> [Exercise]: Where in the records does the word "this" appear? Copy each line that holds it.

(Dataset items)

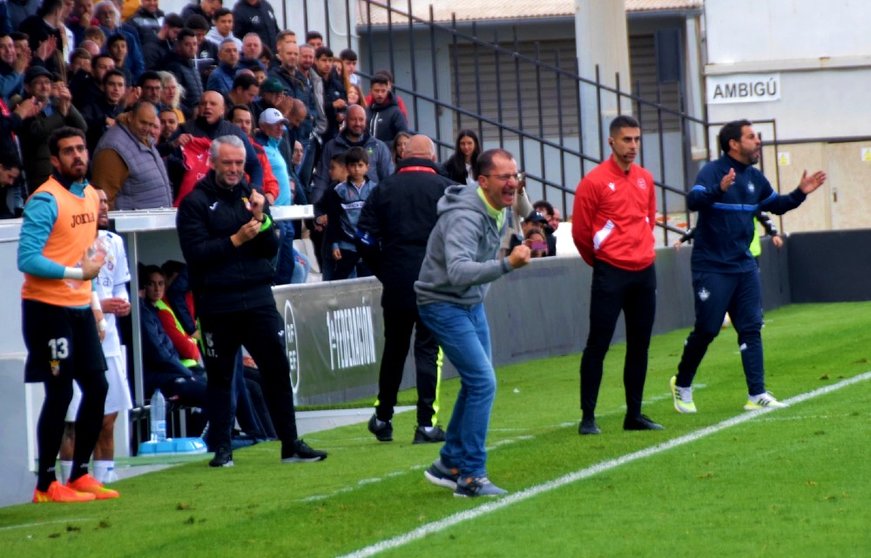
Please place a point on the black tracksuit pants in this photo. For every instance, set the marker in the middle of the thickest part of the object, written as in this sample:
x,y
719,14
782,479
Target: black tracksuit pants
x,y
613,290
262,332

==

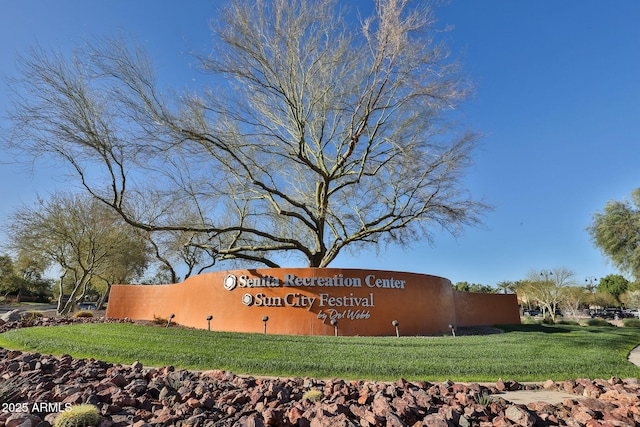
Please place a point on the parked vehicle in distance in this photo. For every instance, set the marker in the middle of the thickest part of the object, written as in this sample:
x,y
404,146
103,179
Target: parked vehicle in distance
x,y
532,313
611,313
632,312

> [Output]:
Please place a point on the black tracksuit pants in this photo. For every instance, set the marker in the middle of the thickest part of the object, written as in this sample:
Please place a point on the parked vehicle in distance in this photo. For every instance, set the marker in the middle of the thickest part of the object, written as in this sample:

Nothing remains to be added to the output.